● **Source document**:
=== Section Start ===
San Francisco continues to be a tale of two cities when it comes to real estate. Single-family homes remain in demand, while condos and lofts remain less appealing in the eyes of buyers, at least for now. If you see headlines that tell you home prices in San Francisco are declining, keep in mind that’s only in reference to condos and lofts.
In September, for example, the median price for a single-family home was $1,665,000, up 8.8 percent over last year. The median price for a condo or loft during the same period was $1,205,000, down 9.1 percent from last year. When you compare these figures to one another, there’s a big difference in their trajectories.
The real estate company Compass in San Francisco put it this way in a recent report: “The inventory of condo listings on the market has been soaring, and price reductions are heavily concentrated in the condo market. Hundreds are still selling each month and that number has been rebounding in the last couple months — but increases in supply continue to outpace demand. Within the condo market, the high-rise segment appears to be the weakest, almost certainly due to pandemic-related reasons.”
IS THE MARKET SHAKY?
So perhaps because you mostly hear about faltering prices, you’re beginning to think that the city’s real estate market is a bit shaky. And then in mid-October the Chronicle published a report quoting a Realtor.com survey that San Francisco rent prices have plunged as much as 31 percent — the steepest decline in the United States.
Does this mean the city’s real estate market is toast? Not according to Barbara Stein Friedman with Corcoran Global Living, with whom I talked recently. “The new corporate shift in thinking that enables people to ‘work from home’ has certainly brought change to the San Francisco real estate market. Some folks are leaving the city for other more affordable locales. This has clearly affected the rental market.
“But it also means that those who work in Silicon Valley can live in San Francisco and not have the daily long commute,” she added. “All in all, San Francisco continues to offer a wonderful lifestyle, and its real estate is an excellent and highly desirable asset.”
Friedman said she expected that October would be a very active month for real estate. There are still a lot of buyers who are looking at today’s market as an opportunity to purchase a home.
Volume of Sales
For the first time in years, buyers feel that they have an expanded selection of properties from which to choose. According to Friedman, they are able to submit offers with contingencies, and, in many cases, they are able to negotiate the purchase price. For nearly a decade prior to the pandemic, San Francisco had been a strong seller’s market. Today things are vastly different.
While it is true there were a lot of listings on the market in September, there were also a lot of sales. In fact, 233 single-family homes were sold in September, up 83.5 percent over the previous year. During that same month, 271 condos or lofts were sold, up 58.5 percent over 2019. The market is doing very well, thank you.
=== Section End ===
Copy the passage from the San Francisco real estate article, starting at "The real estate" and ending at "the United States.".

Collected data:
=== Section Start ===
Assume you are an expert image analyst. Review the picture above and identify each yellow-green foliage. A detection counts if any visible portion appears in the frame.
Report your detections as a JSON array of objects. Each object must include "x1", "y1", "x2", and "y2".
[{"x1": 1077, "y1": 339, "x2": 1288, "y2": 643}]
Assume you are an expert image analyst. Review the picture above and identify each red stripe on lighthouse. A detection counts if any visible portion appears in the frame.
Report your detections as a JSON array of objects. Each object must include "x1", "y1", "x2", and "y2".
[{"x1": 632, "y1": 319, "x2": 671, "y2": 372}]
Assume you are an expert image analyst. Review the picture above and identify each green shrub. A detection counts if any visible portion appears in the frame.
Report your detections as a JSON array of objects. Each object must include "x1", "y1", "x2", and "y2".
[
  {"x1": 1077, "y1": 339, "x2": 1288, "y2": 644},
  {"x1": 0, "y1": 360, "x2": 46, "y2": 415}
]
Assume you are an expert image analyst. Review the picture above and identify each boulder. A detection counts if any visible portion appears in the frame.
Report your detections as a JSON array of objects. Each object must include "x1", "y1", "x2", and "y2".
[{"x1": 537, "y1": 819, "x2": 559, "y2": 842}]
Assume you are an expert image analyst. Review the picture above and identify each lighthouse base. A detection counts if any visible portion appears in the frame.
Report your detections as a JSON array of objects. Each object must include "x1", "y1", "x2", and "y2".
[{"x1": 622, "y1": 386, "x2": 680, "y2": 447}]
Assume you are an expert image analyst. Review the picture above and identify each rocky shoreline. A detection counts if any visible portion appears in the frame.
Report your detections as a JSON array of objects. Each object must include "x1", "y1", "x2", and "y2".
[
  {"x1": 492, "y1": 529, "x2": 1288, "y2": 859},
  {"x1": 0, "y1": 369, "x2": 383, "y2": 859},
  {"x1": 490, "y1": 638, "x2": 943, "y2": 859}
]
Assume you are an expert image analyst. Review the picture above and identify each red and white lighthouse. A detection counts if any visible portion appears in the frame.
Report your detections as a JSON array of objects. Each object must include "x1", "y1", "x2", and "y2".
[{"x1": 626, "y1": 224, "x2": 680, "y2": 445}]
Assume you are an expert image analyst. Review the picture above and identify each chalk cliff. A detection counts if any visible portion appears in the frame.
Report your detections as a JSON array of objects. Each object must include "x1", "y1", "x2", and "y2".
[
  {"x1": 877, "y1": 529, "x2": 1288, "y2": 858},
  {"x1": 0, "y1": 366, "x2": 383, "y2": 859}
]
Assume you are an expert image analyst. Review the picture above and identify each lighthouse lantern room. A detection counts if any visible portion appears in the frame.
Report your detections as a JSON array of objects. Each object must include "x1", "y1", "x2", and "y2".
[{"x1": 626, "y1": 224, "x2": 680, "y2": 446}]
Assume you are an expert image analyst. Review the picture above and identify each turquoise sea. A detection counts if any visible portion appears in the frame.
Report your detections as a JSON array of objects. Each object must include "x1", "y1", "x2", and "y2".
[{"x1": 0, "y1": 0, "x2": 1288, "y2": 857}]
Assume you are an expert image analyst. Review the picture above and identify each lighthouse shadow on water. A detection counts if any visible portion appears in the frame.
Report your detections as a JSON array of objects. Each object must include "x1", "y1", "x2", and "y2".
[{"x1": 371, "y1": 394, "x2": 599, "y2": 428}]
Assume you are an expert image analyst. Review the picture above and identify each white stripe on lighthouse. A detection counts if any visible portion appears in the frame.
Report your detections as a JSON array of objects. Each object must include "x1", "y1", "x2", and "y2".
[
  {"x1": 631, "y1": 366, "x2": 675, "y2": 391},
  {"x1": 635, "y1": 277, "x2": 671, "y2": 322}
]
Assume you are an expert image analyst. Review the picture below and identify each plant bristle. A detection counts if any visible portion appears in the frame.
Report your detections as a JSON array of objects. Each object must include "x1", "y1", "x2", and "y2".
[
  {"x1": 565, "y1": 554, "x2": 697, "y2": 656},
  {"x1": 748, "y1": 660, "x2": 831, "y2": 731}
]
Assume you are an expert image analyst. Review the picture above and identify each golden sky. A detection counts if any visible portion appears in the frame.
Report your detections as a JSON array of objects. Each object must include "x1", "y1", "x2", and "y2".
=== Section End ===
● **Response to this task**:
The real estate company Compass in San Francisco put it this way in a recent report: “The inventory of condo listings on the market has been soaring, and price reductions are heavily concentrated in the condo market. Hundreds are still selling each month and that number has been rebounding in the last couple months — but increases in supply continue to outpace demand. Within the condo market, the high-rise segment appears to be the weakest, almost certainly due to pandemic-related reasons.”
IS THE MARKET SHAKY?
So perhaps because you mostly hear about faltering prices, you’re beginning to think that the city’s real estate market is a bit shaky. And then in mid-October the Chronicle published a report quoting a Realtor.com survey that San Francisco rent prices have plunged as much as 31 percent — the steepest decline in the United States.